■ **AUSGEWÄHLTER TEXTAUSZUG**:
Arzthelferin manipulierte Patientenakte

Der Entscheidung zugrunde lag der Fall einer Arzthelferin, die bei ihrem Arbeitgeber, einer Augenarztpraxis, mutmaßlich drei nicht stattgefundene Corona-Impfungen im Impfpass ihres Ehemannes vermerkt haben soll. Die vermuteten Urkundenfälschungen fielen wegen diverser Ungereimtheiten auf und wurden zur Anzeige gebracht. Nachdem bei der Frau eine Hausdurchsuchung stattgefunden hatte, loggte sie sich nachts in das System ein und manipulierte per Fernzugriff – soweit unstreitig – an 28 Stellen die Patientenakte ihres Mannes.

Der darauffolgende Versuch, der Frau zu kündigen, erwies sich jedoch aus formalen Gründen und weil sie zwischenzeitlich schwanger wurde, als problematisch. In der Berufungsinstanz hauptsächlich relevant war die Frage des Zugangs der zweiten von vier aufeinanderfolgenden außerordentlichen und ordentlichen Kündigungen. Die Mitarbeiterin berief sich darauf, diese nie erhalten zu haben. Ihre Arbeitgeberin legte daraufhin vor Gericht einen Einlieferungsbeleg eines Einwurf-Einschreibens bei der Deutschen Post nebst Sendungsnummer vor.  Damit sei nach der BGH-Rechtsprechung (Urt. v. vom 27. 09.2016, Az. II ZR 299/15) der Anscheinsbeweis für den Zugang erbracht, den die Frau nicht widerlegt habe.

■ **BEREITGESTELLTE DATEN**:
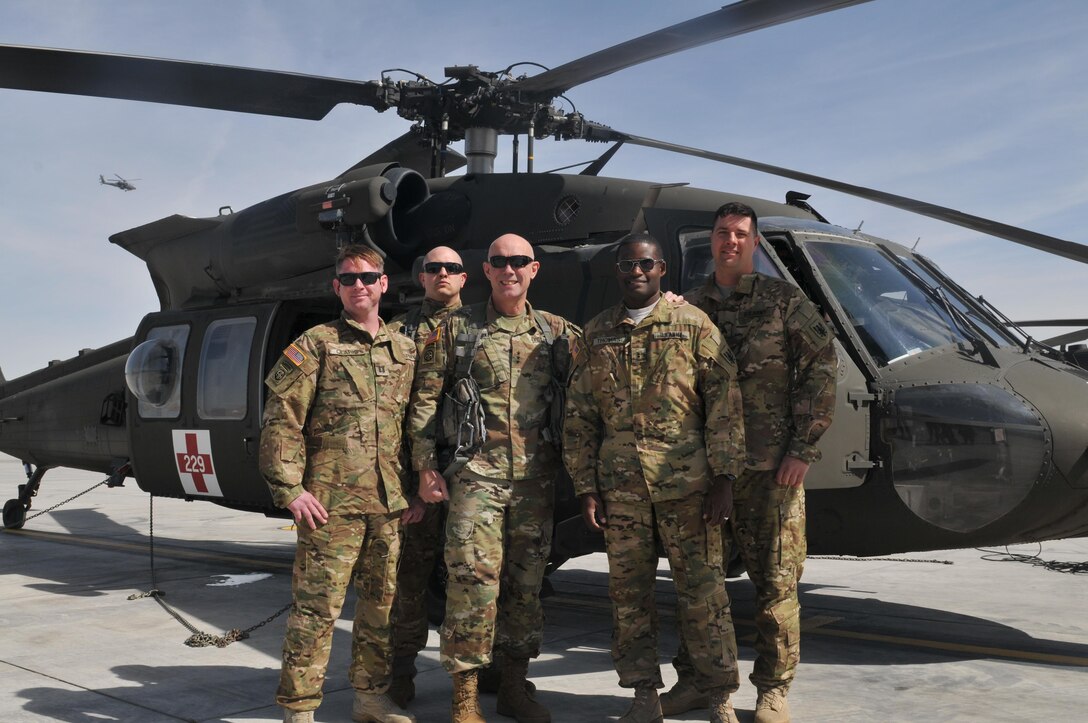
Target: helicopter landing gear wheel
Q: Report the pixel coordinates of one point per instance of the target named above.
(14, 514)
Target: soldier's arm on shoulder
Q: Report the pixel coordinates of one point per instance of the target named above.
(581, 427)
(292, 385)
(434, 363)
(813, 377)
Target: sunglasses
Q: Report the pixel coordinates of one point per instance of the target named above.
(517, 262)
(627, 265)
(435, 266)
(368, 277)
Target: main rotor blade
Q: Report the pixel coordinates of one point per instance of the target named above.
(181, 83)
(738, 19)
(1030, 238)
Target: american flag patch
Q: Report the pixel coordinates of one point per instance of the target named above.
(295, 354)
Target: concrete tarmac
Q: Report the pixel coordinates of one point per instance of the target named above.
(899, 638)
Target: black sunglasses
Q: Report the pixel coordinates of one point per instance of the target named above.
(517, 262)
(627, 265)
(435, 266)
(368, 277)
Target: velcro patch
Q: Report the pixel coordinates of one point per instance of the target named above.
(295, 354)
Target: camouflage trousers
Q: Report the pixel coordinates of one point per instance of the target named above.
(703, 616)
(422, 543)
(354, 548)
(498, 537)
(768, 530)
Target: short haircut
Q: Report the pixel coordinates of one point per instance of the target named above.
(362, 252)
(738, 209)
(640, 237)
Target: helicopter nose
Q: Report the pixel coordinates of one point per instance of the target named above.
(964, 455)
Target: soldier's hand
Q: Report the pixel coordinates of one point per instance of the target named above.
(593, 511)
(718, 503)
(791, 472)
(307, 508)
(415, 511)
(432, 487)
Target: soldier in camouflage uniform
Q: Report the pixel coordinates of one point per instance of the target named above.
(498, 531)
(787, 365)
(331, 455)
(653, 438)
(442, 279)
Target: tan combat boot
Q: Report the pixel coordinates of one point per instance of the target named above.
(402, 689)
(515, 700)
(378, 708)
(683, 697)
(466, 702)
(646, 707)
(771, 707)
(297, 715)
(721, 708)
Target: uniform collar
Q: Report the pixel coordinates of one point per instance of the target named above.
(383, 334)
(744, 286)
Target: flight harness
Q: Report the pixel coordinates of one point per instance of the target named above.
(462, 418)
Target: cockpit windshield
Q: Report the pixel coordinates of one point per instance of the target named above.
(893, 313)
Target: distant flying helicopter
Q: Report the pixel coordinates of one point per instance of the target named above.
(118, 182)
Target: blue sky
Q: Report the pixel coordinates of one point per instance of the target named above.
(979, 106)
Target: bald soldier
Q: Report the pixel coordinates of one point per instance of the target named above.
(442, 277)
(787, 368)
(503, 363)
(331, 455)
(653, 439)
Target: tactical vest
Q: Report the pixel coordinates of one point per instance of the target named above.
(462, 418)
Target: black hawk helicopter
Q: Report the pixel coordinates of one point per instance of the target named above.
(953, 428)
(118, 182)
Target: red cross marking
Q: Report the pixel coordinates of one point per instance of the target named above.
(194, 463)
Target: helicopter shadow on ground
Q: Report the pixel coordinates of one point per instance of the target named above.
(840, 630)
(158, 693)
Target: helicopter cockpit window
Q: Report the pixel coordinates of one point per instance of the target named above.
(224, 369)
(699, 263)
(893, 314)
(153, 372)
(988, 326)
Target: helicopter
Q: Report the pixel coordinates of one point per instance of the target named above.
(953, 427)
(118, 182)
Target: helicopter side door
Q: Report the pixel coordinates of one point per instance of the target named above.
(195, 420)
(845, 446)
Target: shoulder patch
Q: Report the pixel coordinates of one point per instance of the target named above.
(283, 375)
(671, 334)
(295, 354)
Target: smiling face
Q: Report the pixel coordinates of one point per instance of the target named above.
(640, 287)
(732, 244)
(360, 300)
(509, 286)
(443, 286)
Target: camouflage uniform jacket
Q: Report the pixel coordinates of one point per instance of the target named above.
(418, 324)
(786, 362)
(656, 401)
(425, 320)
(334, 416)
(514, 369)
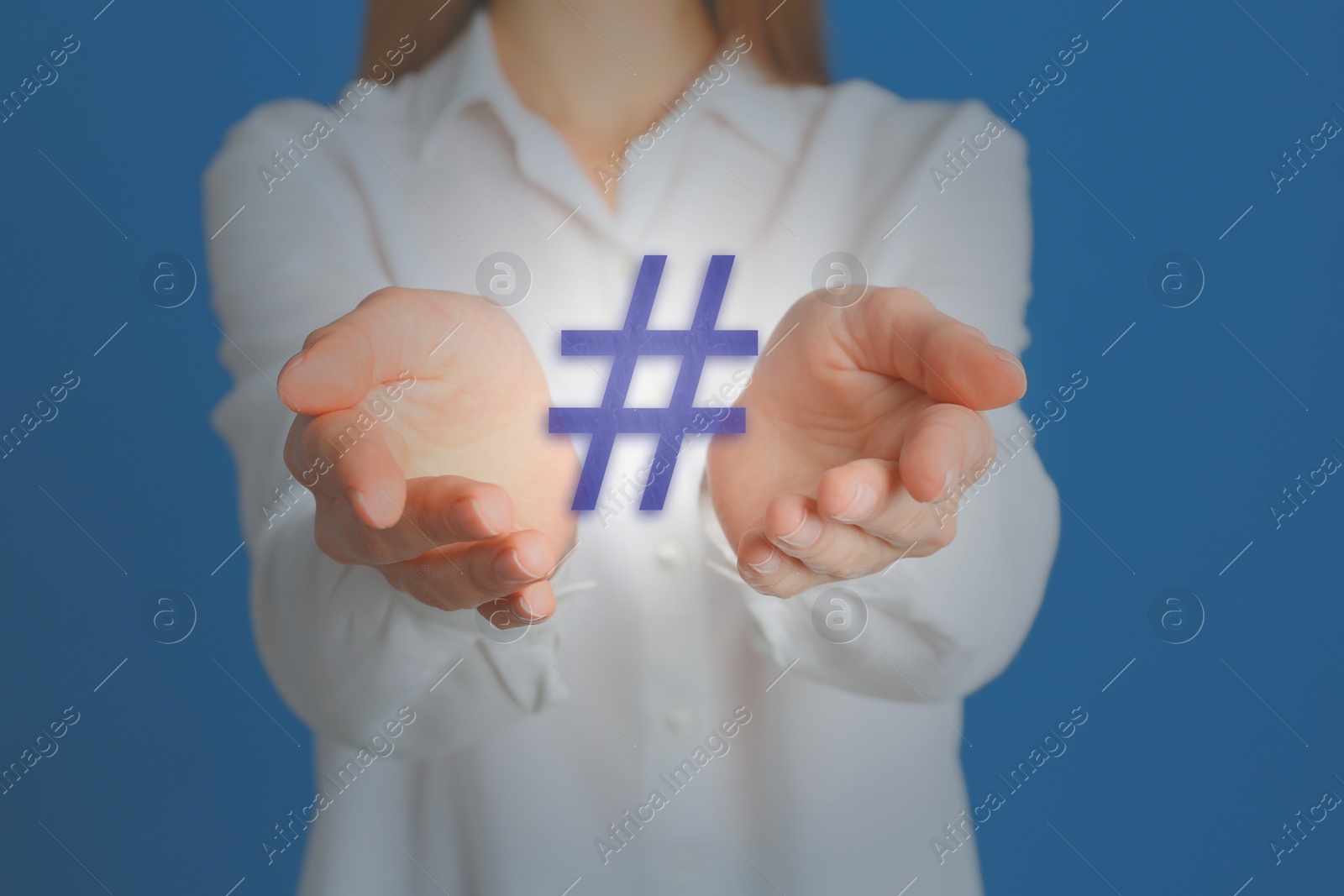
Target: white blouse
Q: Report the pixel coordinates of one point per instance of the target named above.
(669, 730)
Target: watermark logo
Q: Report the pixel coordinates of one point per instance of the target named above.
(503, 278)
(839, 616)
(1176, 616)
(1176, 280)
(168, 280)
(840, 280)
(168, 616)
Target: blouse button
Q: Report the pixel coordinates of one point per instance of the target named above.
(671, 557)
(679, 720)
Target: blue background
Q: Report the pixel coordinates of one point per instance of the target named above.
(1168, 459)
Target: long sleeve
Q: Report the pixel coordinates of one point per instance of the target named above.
(343, 647)
(941, 626)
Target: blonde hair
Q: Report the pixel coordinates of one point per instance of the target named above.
(786, 36)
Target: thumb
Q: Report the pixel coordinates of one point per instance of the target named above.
(391, 333)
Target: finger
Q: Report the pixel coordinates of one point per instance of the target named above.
(533, 605)
(900, 333)
(869, 495)
(342, 456)
(770, 570)
(440, 511)
(460, 577)
(831, 548)
(945, 443)
(390, 333)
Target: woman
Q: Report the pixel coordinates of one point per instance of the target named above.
(660, 701)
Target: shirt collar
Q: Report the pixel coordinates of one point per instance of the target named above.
(467, 73)
(749, 102)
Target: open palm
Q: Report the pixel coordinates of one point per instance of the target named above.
(860, 423)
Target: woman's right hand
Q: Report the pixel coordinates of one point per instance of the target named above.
(447, 483)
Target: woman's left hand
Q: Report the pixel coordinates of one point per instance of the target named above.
(862, 425)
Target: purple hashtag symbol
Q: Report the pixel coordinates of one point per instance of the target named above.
(629, 344)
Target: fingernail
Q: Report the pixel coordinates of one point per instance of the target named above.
(949, 484)
(292, 363)
(506, 564)
(468, 517)
(360, 504)
(768, 566)
(501, 617)
(864, 501)
(1005, 355)
(806, 532)
(523, 611)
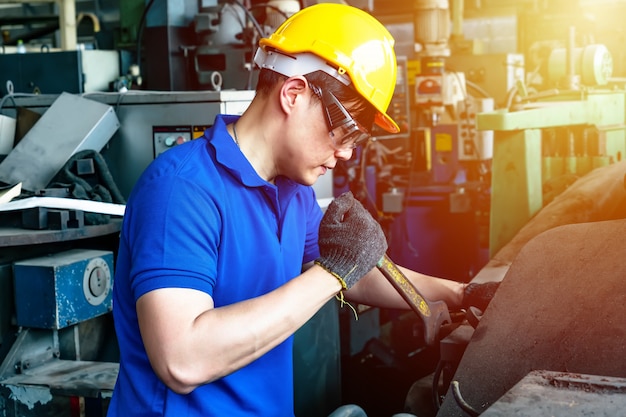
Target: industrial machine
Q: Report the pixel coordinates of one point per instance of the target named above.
(492, 132)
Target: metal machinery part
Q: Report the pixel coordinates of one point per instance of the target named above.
(558, 309)
(56, 136)
(565, 132)
(55, 330)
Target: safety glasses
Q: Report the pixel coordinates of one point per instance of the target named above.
(345, 132)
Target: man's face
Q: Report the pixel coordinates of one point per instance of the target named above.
(309, 149)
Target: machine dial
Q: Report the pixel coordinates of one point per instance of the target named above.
(96, 281)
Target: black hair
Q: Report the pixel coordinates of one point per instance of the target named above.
(359, 108)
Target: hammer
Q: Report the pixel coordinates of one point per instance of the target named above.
(432, 313)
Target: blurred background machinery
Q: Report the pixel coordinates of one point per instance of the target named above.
(503, 106)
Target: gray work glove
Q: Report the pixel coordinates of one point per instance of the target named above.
(351, 241)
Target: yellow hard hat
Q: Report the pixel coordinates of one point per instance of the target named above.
(340, 40)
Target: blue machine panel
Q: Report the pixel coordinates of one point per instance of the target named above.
(59, 290)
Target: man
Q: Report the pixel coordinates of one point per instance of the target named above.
(219, 262)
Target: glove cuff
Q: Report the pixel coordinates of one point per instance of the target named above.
(341, 281)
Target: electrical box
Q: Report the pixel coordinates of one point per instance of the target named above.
(59, 290)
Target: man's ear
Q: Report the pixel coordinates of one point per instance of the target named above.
(292, 91)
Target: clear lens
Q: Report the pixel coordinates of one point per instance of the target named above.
(345, 132)
(348, 136)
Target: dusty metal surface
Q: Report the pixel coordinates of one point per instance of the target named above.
(559, 308)
(63, 377)
(557, 394)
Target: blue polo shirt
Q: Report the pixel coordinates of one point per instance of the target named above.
(200, 217)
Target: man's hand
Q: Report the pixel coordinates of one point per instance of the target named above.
(351, 241)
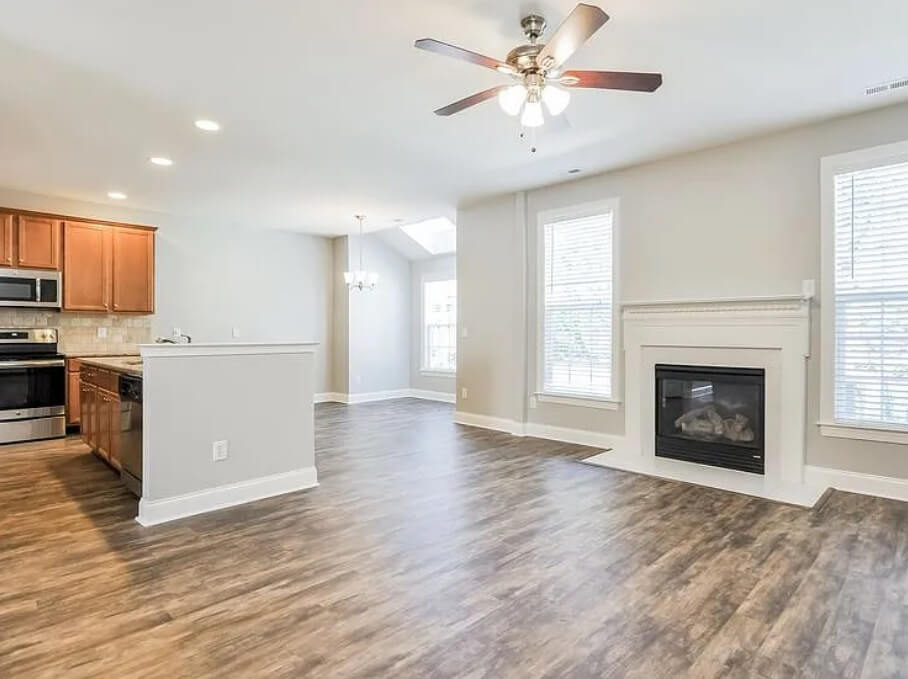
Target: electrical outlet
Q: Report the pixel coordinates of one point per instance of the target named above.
(219, 451)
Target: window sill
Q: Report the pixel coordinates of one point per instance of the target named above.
(438, 373)
(863, 432)
(578, 401)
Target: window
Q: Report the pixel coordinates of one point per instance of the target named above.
(439, 326)
(576, 303)
(866, 283)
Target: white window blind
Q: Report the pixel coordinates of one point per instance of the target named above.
(440, 326)
(577, 307)
(871, 296)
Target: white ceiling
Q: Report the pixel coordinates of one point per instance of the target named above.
(326, 107)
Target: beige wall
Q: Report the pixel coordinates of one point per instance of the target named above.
(371, 327)
(212, 277)
(737, 220)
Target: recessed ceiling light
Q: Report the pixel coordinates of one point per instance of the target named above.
(207, 125)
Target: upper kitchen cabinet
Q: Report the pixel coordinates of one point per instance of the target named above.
(7, 227)
(133, 270)
(107, 268)
(38, 245)
(86, 267)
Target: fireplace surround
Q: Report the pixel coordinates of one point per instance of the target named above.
(771, 334)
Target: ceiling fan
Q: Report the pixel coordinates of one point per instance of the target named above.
(536, 68)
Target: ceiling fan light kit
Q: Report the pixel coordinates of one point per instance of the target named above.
(536, 69)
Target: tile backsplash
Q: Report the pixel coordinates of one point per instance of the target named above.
(78, 333)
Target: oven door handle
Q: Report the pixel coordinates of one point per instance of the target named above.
(13, 365)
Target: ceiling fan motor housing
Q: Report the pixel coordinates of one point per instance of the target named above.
(533, 27)
(523, 58)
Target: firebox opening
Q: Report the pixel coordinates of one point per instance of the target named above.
(711, 415)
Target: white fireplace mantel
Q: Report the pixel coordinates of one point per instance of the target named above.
(772, 333)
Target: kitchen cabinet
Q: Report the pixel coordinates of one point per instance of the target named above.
(108, 268)
(87, 397)
(73, 407)
(86, 267)
(38, 245)
(102, 408)
(29, 242)
(102, 418)
(112, 405)
(133, 270)
(7, 227)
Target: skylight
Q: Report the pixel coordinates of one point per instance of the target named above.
(437, 236)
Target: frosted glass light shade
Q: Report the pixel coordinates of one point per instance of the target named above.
(555, 99)
(512, 98)
(532, 115)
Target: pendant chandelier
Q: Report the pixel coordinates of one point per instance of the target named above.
(360, 279)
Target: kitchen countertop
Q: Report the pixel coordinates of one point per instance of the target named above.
(129, 365)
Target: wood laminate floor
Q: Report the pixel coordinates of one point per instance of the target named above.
(437, 550)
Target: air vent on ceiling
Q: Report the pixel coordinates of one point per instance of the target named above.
(882, 88)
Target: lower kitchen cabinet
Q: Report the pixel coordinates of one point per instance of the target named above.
(73, 392)
(87, 394)
(100, 412)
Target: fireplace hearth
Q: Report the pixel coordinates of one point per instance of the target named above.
(711, 415)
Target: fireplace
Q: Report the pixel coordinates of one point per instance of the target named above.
(711, 415)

■ **ZIEL DER ÜBUNG**: Setzen Sie den Textauszug über die Arzthelferin, die eine Patientenakte manipulierte, im Anschluss an seinen letzten Satz fort.

■ **MUSTERLÖSUNG**:
LAG: Einlieferungsbeleg allein reicht nicht aus

Die 15. Kammer des LAG interpretierte die BGH-Rechtsprechung jedoch anders und ließ den Einlieferungsbeleg für einen Anscheinsbeweis nicht ausreichen. Hierfür hätte es eines Auslieferungsbelegs bedurft. Dies hatte schon die 3. Kammer des LAG Baden-Württemberg so entschieden (Urt. v. 17.09.2020, Az. 3 Sa 38/19).

Beim Einwurf-Einschreiben dokumentiere der Mitarbeiter oder die Mitarbeiterin der Post den Einwurf der eingeschriebenen Sendung in den Empfängerbriefkasten mit einer genauen Datums- und Uhrzeitangabe sowie einem persönlichen Namenszeichen. Der dabei gefertigte Auslieferungsbeleg werde dann in einem Lesezentrum zentral für Deutschland eingescannt, so dass die genauen Auslieferungsdaten zur Verfügung stünden. Zwar werde das Original des Auslieferungsbelegs beim Scanvorgang zerstört. Jedoch könne der Absender bei einem Callcenter der Deutschen Post gegen Zahlung einer Gebühr einen Ausdruck des Scans erhalten. So könne man auch denjenigen Mitarbeiter oder diejenige Mitarbeiterin der Deutschen Post als Zeugen oder Zeugin benennen.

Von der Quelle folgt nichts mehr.